- _AIM_:
The entries below are to be repeated exactly as they stand.

- _ROWS_:
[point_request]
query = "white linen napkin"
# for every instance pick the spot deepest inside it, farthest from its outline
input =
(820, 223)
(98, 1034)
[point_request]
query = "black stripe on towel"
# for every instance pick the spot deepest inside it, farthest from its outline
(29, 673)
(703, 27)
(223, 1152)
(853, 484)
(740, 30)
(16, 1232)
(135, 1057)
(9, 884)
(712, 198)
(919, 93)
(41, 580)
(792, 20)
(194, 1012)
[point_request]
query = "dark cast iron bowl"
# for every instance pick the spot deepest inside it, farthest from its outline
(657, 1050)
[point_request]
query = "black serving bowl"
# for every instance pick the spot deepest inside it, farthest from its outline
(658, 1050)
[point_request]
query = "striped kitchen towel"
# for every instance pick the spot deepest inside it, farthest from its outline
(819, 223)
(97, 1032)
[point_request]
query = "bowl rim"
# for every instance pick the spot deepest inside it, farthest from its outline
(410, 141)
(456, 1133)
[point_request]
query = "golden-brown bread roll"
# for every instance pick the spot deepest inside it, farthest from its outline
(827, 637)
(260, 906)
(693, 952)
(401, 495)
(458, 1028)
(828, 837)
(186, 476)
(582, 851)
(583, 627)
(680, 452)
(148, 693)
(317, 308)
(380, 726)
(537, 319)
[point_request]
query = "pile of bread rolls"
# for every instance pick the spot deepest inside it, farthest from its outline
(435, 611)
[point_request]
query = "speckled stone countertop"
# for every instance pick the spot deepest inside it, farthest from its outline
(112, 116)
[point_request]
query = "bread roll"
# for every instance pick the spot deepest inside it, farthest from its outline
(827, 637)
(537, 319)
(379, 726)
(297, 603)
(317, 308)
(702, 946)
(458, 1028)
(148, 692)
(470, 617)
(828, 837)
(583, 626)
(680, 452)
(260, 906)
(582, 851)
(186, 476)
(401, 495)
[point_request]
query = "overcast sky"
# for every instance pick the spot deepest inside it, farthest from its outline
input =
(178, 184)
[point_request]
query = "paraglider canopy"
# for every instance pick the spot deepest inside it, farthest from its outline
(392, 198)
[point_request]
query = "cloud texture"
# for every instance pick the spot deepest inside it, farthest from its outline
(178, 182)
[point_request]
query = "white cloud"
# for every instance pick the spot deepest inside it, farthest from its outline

- _ANSWER TO THIS TASK_:
[point_request]
query = "white linen napkin"
# for every instance pick the spot deepest inside it, farthest from its outline
input =
(820, 223)
(98, 1034)
[point_request]
query = "black stripe on towel"
# for every instance pick the spot deepest inside it, farthest from its outline
(29, 673)
(703, 27)
(223, 1152)
(853, 484)
(740, 30)
(16, 1232)
(135, 1057)
(9, 884)
(712, 198)
(919, 93)
(41, 580)
(792, 20)
(194, 1012)
[point_request]
query = "dark cast iron bowl"
# for every instance pick the spot deepest inside it, farthest from its outline
(657, 1050)
[point_request]
query = "black serving bowl"
# for every instance pick the spot deepest inside it, farthest from its outline
(658, 1050)
[point_request]
query = "striped kitchen towel"
# for every instance pick the spot deepest inside it, farthest from its outline
(819, 223)
(97, 1032)
[point_request]
query = "bowl rim"
# for every instance pick the spot deepest inside it, farthest from its outline
(410, 141)
(456, 1133)
[point_request]
query = "golden-brown bread roll"
# for every instance pick the spot deepest inside it, farthest from its outline
(827, 637)
(260, 906)
(693, 952)
(401, 495)
(458, 1028)
(828, 837)
(186, 476)
(582, 851)
(583, 627)
(680, 452)
(148, 693)
(317, 308)
(380, 726)
(537, 319)
[point_request]
query = "pile of bread rolls"
# for every instance pick the spot deepest inside it, farthest from its outline
(435, 611)
[point_request]
query = "speckled stone countertop"
# for every instance pick the spot deepest inside it, farthest from its outline
(112, 116)
[point_request]
query = "bread roll"
# for every instance pick the spot deepest inside it, farthest from its outline
(827, 637)
(537, 319)
(379, 726)
(297, 603)
(317, 308)
(702, 946)
(458, 1028)
(148, 692)
(470, 617)
(828, 837)
(583, 626)
(680, 452)
(260, 906)
(582, 851)
(186, 476)
(401, 495)
[point_request]
query = "overcast sky"
# for every instance pick the spot deepest inside it, farthest from its outline
input =
(178, 184)
[point_request]
query = "paraglider canopy"
# for every instance pick the spot deepest inside it, farthest from its outline
(392, 198)
[point_request]
query = "cloud texture"
# for every instance pick the spot deepest inside it, farthest from its outline
(178, 182)
[point_request]
query = "white cloud"
# for every instance pick the spot deepest inside it, farthest from its outline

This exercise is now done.